OBJECTIVE:
Copy word for word the part of the post about distributivity that begins with the words containing "Next, for Boolean" and ends with "of adjacent rectangles.".

TEXT TO READ:

**********

In elementary school level algebra, distributivity property

(a+b) c = ac + bc

is pictured geometrically as the two adjacent rectangles: a x c and b x c. (Geometric interpretation follows from linearity of inner product space, I guess).

Next, for Boolean algebras (which are lattices) there are the two interpretations: Venn diagram, and cube.

On Venn diagram we draw union of sets a and b, then intersect the result with c. Then, we compare it with a intersect with c unioned with b intersect with c. One can convince yourself that the result is the same, although it is less intuitive than in the previous case of adjacent rectangles.

When I do the same "operational" drawing on (4 dimensional) Boolean cube image, the result is again the same, but the procedure is even less convincing. Why (a v b) ^ c is the same as (a ^ c) v (b ^ c), is it due to some properties of the geometric shape of the cube?

In a similar fashion I drew couple of cases on graph paper (representing N^2 lattice). Again, why (a v b) ^ c is the same as (a ^ c) v (b ^ c) is not obvious at all.

**********

DATASET:
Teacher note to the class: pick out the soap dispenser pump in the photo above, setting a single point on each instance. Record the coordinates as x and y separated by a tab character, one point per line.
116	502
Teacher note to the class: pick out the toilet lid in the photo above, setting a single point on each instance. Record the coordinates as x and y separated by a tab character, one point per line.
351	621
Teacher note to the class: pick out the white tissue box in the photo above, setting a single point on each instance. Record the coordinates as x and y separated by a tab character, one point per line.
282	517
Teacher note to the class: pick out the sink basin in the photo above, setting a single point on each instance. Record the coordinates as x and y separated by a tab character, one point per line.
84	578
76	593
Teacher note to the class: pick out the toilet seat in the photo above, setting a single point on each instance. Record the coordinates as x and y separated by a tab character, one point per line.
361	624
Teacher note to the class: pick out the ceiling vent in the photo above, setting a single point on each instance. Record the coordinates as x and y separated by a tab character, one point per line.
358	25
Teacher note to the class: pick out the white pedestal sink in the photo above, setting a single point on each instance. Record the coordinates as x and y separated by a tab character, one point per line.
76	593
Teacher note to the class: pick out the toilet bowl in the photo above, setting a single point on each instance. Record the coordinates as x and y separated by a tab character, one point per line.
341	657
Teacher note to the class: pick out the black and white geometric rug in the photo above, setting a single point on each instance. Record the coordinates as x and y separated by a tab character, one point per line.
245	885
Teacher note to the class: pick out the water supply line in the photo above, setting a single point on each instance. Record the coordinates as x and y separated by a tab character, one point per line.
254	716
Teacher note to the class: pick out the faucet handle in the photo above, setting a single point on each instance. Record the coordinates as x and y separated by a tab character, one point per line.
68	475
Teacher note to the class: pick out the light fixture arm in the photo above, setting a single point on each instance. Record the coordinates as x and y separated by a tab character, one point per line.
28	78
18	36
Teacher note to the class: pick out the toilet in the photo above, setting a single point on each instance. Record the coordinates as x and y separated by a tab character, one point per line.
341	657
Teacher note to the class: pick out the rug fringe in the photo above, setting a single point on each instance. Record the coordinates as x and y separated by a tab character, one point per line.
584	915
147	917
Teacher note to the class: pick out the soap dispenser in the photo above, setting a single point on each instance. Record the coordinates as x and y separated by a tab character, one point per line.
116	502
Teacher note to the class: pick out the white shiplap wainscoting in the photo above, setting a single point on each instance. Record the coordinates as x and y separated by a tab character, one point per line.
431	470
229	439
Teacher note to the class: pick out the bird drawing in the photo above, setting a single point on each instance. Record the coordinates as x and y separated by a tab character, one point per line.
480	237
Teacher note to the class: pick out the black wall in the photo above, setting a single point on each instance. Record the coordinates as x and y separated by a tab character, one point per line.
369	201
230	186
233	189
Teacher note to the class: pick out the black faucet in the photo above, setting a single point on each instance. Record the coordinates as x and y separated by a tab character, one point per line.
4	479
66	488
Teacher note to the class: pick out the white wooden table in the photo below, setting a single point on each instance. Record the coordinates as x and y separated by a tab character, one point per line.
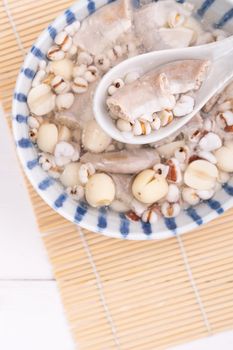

**********

COMPLETE OUTPUT:
Next, for Boolean algebras (which are lattices) there are the two interpretations: Venn diagram, and cube.

On Venn diagram we draw union of sets a and b, then intersect the result with c. Then, we compare it with a intersect with c unioned with b intersect with c. One can convince yourself that the result is the same, although it is less intuitive than in the previous case of adjacent rectangles.